## [PROBLEM]
Retype the material below. Keep every word exactly as it is.

## Start DATA PROVIDED

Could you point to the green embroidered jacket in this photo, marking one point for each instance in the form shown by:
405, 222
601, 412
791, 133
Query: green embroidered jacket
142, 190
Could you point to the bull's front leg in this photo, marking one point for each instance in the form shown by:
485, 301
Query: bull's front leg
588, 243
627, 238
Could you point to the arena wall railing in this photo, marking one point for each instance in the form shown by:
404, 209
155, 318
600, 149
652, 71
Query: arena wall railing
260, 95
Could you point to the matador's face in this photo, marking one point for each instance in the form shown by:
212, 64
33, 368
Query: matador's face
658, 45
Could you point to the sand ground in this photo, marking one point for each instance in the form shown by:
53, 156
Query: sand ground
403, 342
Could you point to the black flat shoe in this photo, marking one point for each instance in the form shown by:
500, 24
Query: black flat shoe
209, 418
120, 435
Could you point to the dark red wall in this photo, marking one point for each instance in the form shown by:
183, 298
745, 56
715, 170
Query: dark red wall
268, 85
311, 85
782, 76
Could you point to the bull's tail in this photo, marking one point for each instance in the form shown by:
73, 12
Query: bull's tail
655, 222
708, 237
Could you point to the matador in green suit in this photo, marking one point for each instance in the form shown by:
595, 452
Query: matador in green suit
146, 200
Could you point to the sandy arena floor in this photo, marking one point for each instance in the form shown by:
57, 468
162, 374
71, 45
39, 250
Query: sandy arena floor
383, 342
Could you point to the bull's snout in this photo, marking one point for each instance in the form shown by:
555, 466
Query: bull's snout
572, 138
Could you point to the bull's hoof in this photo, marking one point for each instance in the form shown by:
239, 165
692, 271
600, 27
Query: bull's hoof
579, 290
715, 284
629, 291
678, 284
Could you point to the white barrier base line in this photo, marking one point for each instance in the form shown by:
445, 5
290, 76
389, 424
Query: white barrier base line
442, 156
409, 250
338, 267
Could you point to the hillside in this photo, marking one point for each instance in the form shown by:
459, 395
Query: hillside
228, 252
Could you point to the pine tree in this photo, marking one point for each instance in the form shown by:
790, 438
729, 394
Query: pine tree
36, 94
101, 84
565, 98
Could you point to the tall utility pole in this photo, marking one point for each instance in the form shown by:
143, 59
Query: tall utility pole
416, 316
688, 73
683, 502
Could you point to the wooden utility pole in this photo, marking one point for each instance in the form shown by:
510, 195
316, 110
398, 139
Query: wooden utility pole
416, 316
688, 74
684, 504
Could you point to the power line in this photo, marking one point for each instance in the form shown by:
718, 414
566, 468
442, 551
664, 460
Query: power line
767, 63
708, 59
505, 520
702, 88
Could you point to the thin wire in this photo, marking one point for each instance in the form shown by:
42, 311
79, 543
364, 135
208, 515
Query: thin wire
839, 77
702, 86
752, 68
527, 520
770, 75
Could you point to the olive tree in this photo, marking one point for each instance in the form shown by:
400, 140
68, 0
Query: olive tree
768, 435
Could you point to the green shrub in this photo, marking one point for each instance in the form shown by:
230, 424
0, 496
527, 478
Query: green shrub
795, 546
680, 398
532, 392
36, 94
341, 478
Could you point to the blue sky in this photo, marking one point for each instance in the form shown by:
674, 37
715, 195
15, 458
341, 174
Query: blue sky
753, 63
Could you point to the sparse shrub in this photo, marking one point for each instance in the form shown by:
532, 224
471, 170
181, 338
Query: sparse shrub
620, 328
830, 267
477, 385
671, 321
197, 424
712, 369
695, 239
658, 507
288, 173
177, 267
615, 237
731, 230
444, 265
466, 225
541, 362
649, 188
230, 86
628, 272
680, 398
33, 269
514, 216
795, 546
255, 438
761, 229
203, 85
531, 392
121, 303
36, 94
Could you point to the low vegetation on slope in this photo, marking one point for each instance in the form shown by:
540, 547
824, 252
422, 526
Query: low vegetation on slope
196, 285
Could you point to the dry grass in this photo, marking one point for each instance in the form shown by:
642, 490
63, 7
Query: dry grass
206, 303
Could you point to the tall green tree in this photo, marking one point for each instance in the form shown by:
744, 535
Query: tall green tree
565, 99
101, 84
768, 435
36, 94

## End DATA PROVIDED

## [EXERCISE SOLUTION]
Could you point to the green embroidered jacket in this photo, marking one point for each instance in the form shown by:
405, 222
601, 412
791, 133
Query: green embroidered jacket
142, 190
Could you point to the bull's front leg in this photo, marking one point for each instance in the form shown by:
485, 301
Query: bull's front leg
588, 243
627, 238
Could you point to the arena wall railing in this photo, marking one point for each instance in the form shown by:
404, 209
155, 318
600, 149
652, 71
Query: arena wall railing
260, 95
Could you point to the matador's face in this photo, marking one point for each instance in the form shown by:
212, 64
33, 368
Query: matador's face
658, 45
Could you point to the sand ground in this photo, marking one point for each instance in the form shown by:
53, 156
Query: sand ground
403, 342
Could you point to the black flat shoe in this photo, marking one point for each instance in the form shown by:
500, 24
Query: black flat shoe
209, 418
120, 435
Could you point to the dark red wall in this photo, marking one point for each instance in the form shown by:
183, 298
745, 56
715, 170
Query: dark red wall
268, 85
311, 85
782, 76
Could you point to the bull's tail in this photo, marking one point for each instance in the form shown by:
73, 12
Query: bull's tail
655, 222
708, 237
Could you point to the matador in green suit in this photo, marking one point for each instance in the form shown by:
595, 452
Query: matador in green suit
146, 200
Could you point to the sandy arena floor in this photo, marking one point for each instance in the form shown by:
57, 468
162, 374
71, 45
39, 250
Query: sandy arena floor
383, 342
Could you point to the bull's snout in this photo, marking one point for each instance in the form shown by:
555, 466
Query: bull's snout
572, 138
Could you point to the bull's hoof in this photo, marking one point for each instance in the form shown by:
239, 165
692, 271
600, 27
Query: bull's hoof
579, 290
715, 284
629, 291
678, 284
Could you point to the white barrier base line in this photo, marking one point for each instance in the form shown by:
445, 5
290, 76
389, 424
Query: white barrier base line
442, 156
409, 250
338, 267
Could you point to the hillside in this photo, marking one point for each instance in the form shown by:
459, 395
Query: hillside
228, 252
Could you point to the pine tree in this photo, marking one point for each instance in the form shown by:
790, 438
729, 394
Query: pine tree
36, 94
101, 84
565, 98
Could you point to the tall utility pole in this photo, marking one point for each instance in the form shown by:
143, 59
Query: tall utility pole
416, 316
688, 73
683, 502
Could you point to the wooden utility pole in this photo, marking one point for each instance in the form shown by:
510, 195
316, 110
398, 139
Query: wooden utility pole
416, 316
688, 74
684, 504
Could you point to the power line in this photo, marking one point for each instance in the form shown by:
718, 414
566, 468
442, 551
664, 460
Query: power line
767, 63
708, 59
505, 520
702, 88
Could you point to the thin wire in this photo, marking one point for each instance in the form shown by:
42, 311
79, 543
364, 135
208, 515
Query: thin wire
839, 77
702, 86
752, 68
527, 520
770, 75
Could you point to the olive tree in this photo, marking one point for each instance in the form shown by:
400, 140
68, 0
Query: olive tree
768, 435
Could you point to the green shrub in this photo, marking one point for each instance in the form shown by:
230, 424
0, 496
527, 478
Query: green shrub
795, 546
680, 398
532, 392
36, 94
341, 478
Could you point to the blue sky in this photo, marking one point for each instance in the form shown by:
674, 37
715, 195
15, 458
341, 174
Query: blue sky
753, 63
Could you point to the sparse shrub in this photo, marking one point for each instance in the form shown by:
532, 224
471, 170
181, 338
Query: sparse shrub
620, 328
830, 267
477, 385
671, 321
197, 424
712, 369
695, 239
658, 507
288, 173
177, 267
615, 237
731, 230
444, 265
466, 225
541, 362
649, 188
230, 86
628, 272
680, 398
33, 269
514, 216
795, 546
255, 438
761, 229
203, 85
531, 392
121, 303
36, 94
Could you point to the low vegetation on slope in this photo, marking one point for each instance in the form shown by:
540, 547
824, 252
422, 526
Query: low vegetation on slope
196, 285
Could you point to the dry grass in this photo, marking one point for each instance in the form shown by:
642, 490
63, 7
Query: dry grass
206, 303
Could you point to the tall green tree in this photo, marking one point for each instance in the form shown by:
744, 535
Query: tall green tree
565, 99
101, 84
768, 435
36, 94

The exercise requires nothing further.